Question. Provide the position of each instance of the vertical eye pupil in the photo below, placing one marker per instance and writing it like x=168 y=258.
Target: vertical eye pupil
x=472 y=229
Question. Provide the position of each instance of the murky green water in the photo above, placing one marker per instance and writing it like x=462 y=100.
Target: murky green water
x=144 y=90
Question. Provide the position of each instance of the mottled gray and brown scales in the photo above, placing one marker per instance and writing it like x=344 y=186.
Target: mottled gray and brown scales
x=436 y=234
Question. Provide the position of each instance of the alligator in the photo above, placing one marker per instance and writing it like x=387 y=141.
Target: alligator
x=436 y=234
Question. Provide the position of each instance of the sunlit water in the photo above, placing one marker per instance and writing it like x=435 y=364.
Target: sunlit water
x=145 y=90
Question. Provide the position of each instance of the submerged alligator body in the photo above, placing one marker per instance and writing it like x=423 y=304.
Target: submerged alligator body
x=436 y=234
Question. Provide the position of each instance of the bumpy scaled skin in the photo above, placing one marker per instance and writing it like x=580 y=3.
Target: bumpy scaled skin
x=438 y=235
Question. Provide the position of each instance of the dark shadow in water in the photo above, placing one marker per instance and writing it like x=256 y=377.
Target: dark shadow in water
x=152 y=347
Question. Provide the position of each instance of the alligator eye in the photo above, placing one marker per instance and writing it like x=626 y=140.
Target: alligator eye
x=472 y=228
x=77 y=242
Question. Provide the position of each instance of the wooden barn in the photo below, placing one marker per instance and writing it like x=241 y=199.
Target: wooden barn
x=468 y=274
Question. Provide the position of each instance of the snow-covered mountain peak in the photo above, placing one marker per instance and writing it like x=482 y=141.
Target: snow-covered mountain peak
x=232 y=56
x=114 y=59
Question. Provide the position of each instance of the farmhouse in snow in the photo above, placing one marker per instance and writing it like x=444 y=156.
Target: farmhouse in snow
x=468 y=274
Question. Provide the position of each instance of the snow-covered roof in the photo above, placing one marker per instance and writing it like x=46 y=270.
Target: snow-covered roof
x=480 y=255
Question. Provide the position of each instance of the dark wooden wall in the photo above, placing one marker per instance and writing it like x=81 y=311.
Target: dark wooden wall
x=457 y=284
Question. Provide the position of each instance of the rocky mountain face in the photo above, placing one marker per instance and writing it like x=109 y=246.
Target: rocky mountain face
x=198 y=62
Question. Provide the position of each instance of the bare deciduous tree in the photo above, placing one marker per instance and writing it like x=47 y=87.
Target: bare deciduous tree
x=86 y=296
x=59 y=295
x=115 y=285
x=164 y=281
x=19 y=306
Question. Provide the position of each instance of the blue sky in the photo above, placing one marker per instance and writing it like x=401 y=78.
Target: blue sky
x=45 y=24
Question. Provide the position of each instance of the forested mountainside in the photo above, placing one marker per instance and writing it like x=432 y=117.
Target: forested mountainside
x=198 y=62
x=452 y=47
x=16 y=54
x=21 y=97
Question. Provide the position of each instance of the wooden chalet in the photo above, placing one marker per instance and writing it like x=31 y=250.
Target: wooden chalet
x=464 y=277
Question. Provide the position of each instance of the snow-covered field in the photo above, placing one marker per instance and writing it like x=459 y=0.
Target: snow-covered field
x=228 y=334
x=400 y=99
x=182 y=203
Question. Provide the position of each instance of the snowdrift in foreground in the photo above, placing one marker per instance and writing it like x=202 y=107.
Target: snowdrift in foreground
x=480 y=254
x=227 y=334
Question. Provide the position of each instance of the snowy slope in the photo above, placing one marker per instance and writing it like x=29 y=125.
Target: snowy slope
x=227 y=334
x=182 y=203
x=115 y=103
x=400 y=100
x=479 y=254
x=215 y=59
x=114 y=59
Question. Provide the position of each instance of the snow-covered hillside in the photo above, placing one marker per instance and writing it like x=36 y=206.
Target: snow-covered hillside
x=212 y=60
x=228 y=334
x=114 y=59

□ □ □ □ □ □ □

§ **Exercise brief**
Give back all of the entries above, copied character for character with nothing changed.

§ **Result below**
Question. Provide the position of each instance of the vertical eye pupil in the photo below, placing one marker per instance and writing it like x=168 y=258.
Target: vertical eye pupil
x=472 y=229
Question. Provide the position of each instance of the murky green water in the photo above, placing one marker per instance and writing it like x=462 y=100.
Target: murky green water
x=144 y=90
Question. Provide the position of each instance of the mottled gray and brown scales in the photo above, placing one marker per instance and writing it like x=344 y=186.
Target: mottled gray and brown scales
x=436 y=234
Question. Provide the position of each instance of the alligator in the photo above, placing one marker per instance and writing it like x=387 y=141.
Target: alligator
x=436 y=234
Question. Provide the position of each instance of the sunlit water in the photo above, placing one marker per instance and writing it like x=435 y=364.
Target: sunlit water
x=145 y=90
Question. Provide the position of each instance of the submerged alligator body in the photo above, placing one marker per instance and writing it like x=423 y=304.
Target: submerged alligator body
x=436 y=234
Question. Provide the position of each instance of the bumpy scaled skin in the photo above, placing one marker per instance and writing it like x=580 y=3.
Target: bumpy scaled skin
x=438 y=235
Question. Provide the position of each instance of the dark shadow in water in the photo above, placing one marker per instance and writing it like x=256 y=377.
Target: dark shadow in water
x=152 y=347
Question. Provide the position of each instance of the alligator eye in the photo above, placing one marker per instance and writing it like x=626 y=140.
Target: alligator eye
x=472 y=228
x=77 y=242
Question. Provide the position of each instance of the wooden barn in the photo below, placing one marker per instance and writing it like x=241 y=199.
Target: wooden barn
x=468 y=274
Question. Provide the position of each instance of the snow-covered mountain peak in the photo above, placing one marker per instance and writing it like x=482 y=141.
Target: snow-covered mountain peak
x=232 y=56
x=114 y=59
Question. Provide the position of each instance of the farmhouse in snow in the photo above, placing one marker per instance and writing it like x=444 y=156.
Target: farmhouse in snow
x=468 y=274
Question. Provide the position of each instance of the snow-covered roof in the photo above, placing one marker per instance and writing it like x=46 y=270.
Target: snow-covered roof
x=480 y=255
Question. Provide the position of each instance of the dark wooden wall in the photo above, placing one marker per instance and writing it like x=81 y=311.
Target: dark wooden wall
x=457 y=284
Question. Provide the position of each instance of the rocky mountain face in the photo above, placing one marker per instance and writing it like x=109 y=246.
Target: rocky mountain face
x=198 y=62
Question. Provide the position of each instance of the bare deciduous tree in the photo above, placing one marker per instance and writing it like x=47 y=87.
Target: bare deciduous tree
x=86 y=296
x=59 y=295
x=115 y=285
x=164 y=281
x=19 y=306
Question. Provide the position of each instance of the blue sky in the photo above, placing one marker per instance and writing it like x=401 y=78.
Target: blue sky
x=45 y=24
Question. Provide the position of each instance of the forested mountainside in the photo above, placing one marker per instance and writing it like x=432 y=117.
Target: forested mountainside
x=198 y=62
x=452 y=47
x=16 y=54
x=21 y=97
Question. Provide the position of each instance of the wooden chalet in the photo above, placing one marker per instance and writing it like x=31 y=250.
Target: wooden chalet
x=464 y=277
Question. Provide the position of each instance of the snow-covered field in the photo above, placing one marker per instance and writing it like x=459 y=0.
Target: snow-covered field
x=228 y=334
x=400 y=99
x=182 y=203
Question. Provide the position of each instance of the snowdrift in foreground in the photo above, placing one marker per instance and writing it like x=202 y=107.
Target: snowdrift in foreground
x=480 y=254
x=227 y=334
Question. Provide the position of each instance of the snowy slope in the photo above, placing one marker per instance and writing it like x=29 y=125.
Target: snowy slope
x=227 y=334
x=182 y=203
x=115 y=103
x=400 y=100
x=479 y=254
x=215 y=59
x=114 y=59
Question. Provide the position of each instance of the snow-covered hillside in the photo above, placing one marker per instance and writing it like x=36 y=206.
Target: snow-covered hillside
x=212 y=60
x=228 y=334
x=114 y=59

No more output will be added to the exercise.